Required work
**a.** Rewrite the passage of the Cool Breeze text from "Rico Wade was" up to and including "the Dungeon Family.", putting "spell" in place of "stint".
**b.** Using the Cool Breeze text, answer each question briefly:
(i) From what age had Rico Wade held a proper after-school job?
(ii) Where was Wade working when OutKast auditioned for the Dungeon Family collective?
(iii) What phrase have a hot sauce company and a Serbian DJ trademarked in some form?
**c.** Put this sentence from the Cool Breeze text into Spanish: "A hot sauce company, a Serbian DJ and dozens of other entities have trademarked the phrase “Dirty South” in some form."

Source text
══════

Rico Wade was the first person to believe in Cool Breeze’s streets-rooted perspective, that he could be “be big in the South like buffalo wings,” as he raps in “Weeastpointin’.” Cool Breeze would have been foolish to not believe Wade, the only guy he knew who worked a proper after-school job since he was 13. (Wade had OutKast audition for the Dungeon Family collective while on the clock at LaMonte’s Beauty Supply.) After a stint rapping with future Goodie Mob member Gipp in a group called East Point Chain Gang, Cool Breeze also fell in with the Dungeon Family.
A hot sauce company, a Serbian DJ and dozens of other entities have trademarked the phrase “Dirty South” in some form.
“Dungeon Family was not no street n----- to me,” he says. “I could have already been putting out records with street n-----. But I took a leap and left the streets and said, ‘I’m going over here to make music because they’re real serious. I know things will get done because Rico says that he’s doing it.’”

══════

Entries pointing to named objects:
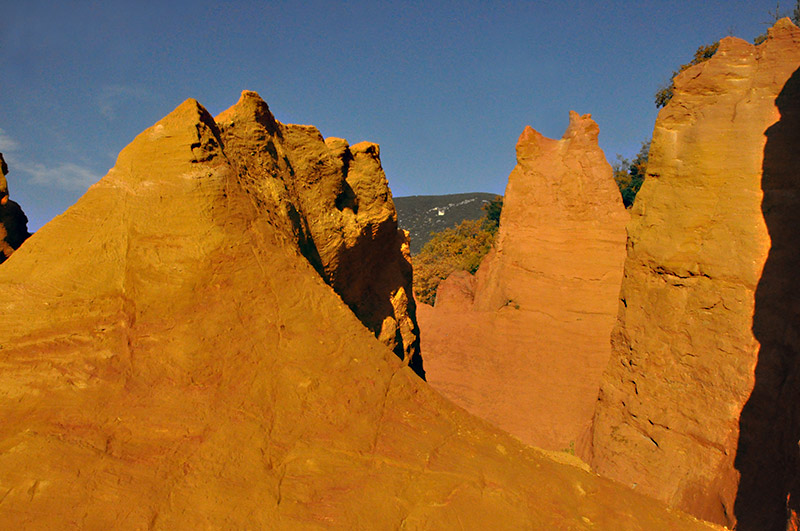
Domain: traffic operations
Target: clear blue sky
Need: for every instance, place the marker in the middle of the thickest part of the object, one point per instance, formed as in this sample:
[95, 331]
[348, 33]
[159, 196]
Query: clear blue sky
[444, 87]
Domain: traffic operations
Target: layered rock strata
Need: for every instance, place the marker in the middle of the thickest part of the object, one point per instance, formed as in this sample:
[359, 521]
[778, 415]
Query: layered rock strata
[524, 344]
[699, 402]
[334, 199]
[185, 367]
[13, 222]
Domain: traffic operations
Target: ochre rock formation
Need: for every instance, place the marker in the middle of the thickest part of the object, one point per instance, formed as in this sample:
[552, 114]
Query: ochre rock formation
[698, 405]
[527, 353]
[13, 222]
[334, 199]
[171, 360]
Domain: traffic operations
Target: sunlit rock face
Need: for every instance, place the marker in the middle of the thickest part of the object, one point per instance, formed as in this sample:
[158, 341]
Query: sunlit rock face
[172, 359]
[13, 222]
[699, 402]
[525, 342]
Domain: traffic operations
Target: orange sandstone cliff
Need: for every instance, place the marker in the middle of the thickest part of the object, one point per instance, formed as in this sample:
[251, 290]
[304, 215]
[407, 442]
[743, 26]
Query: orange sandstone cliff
[13, 222]
[699, 403]
[171, 359]
[525, 342]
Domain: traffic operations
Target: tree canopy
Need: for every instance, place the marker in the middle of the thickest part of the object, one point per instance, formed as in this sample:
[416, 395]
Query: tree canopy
[460, 248]
[630, 174]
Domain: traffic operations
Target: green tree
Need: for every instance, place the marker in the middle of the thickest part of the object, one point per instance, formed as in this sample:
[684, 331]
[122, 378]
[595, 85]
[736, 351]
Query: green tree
[703, 53]
[630, 174]
[460, 248]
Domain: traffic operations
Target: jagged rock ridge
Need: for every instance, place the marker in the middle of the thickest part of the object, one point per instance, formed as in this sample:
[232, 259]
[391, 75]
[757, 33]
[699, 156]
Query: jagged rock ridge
[525, 342]
[13, 222]
[334, 199]
[183, 366]
[698, 404]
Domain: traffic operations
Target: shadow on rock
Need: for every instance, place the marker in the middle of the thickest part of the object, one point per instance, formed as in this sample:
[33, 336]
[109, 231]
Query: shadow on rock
[767, 455]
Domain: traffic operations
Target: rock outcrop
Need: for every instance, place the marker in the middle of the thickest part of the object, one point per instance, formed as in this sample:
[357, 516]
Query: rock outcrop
[183, 366]
[335, 200]
[528, 351]
[13, 222]
[699, 402]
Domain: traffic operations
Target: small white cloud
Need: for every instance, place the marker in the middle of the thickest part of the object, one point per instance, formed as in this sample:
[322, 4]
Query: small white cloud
[7, 143]
[67, 176]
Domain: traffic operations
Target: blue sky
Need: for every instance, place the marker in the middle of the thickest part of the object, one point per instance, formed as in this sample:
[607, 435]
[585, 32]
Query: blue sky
[445, 87]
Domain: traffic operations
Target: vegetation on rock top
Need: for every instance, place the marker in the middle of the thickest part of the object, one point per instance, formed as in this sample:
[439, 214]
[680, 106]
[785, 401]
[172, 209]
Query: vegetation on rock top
[460, 248]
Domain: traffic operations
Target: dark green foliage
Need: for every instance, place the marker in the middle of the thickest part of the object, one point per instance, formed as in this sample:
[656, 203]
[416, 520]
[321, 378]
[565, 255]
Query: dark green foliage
[703, 53]
[460, 248]
[776, 15]
[423, 215]
[629, 175]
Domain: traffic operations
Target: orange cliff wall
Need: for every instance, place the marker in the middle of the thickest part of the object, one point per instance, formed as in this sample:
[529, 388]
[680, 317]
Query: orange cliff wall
[525, 342]
[171, 360]
[698, 406]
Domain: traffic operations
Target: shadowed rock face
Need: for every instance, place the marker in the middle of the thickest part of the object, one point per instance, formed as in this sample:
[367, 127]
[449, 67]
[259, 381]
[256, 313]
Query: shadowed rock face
[334, 199]
[185, 367]
[13, 222]
[692, 340]
[525, 342]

══════

Solved problems
**a.**
Rico Wade was the first person to believe in Cool Breeze’s streets-rooted perspective, that he could be “be big in the South like buffalo wings,” as he raps in “Weeastpointin’.” Cool Breeze would have been foolish to not believe Wade, the only guy he knew who worked a proper after-school job since he was 13. (Wade had OutKast audition for the Dungeon Family collective while on the clock at LaMonte’s Beauty Supply.) After a spell rapping with future Goodie Mob member Gipp in a group called East Point Chain Gang, Cool Breeze also fell in with the Dungeon Family.

**b.**
(i) Since he was 13.
(ii) At LaMonte’s Beauty Supply.
(iii) "Dirty South."

**c.** Una empresa de salsa picante, un DJ serbio y decenas de otras entidades han registrado como marca la frase «Dirty South» de alguna forma.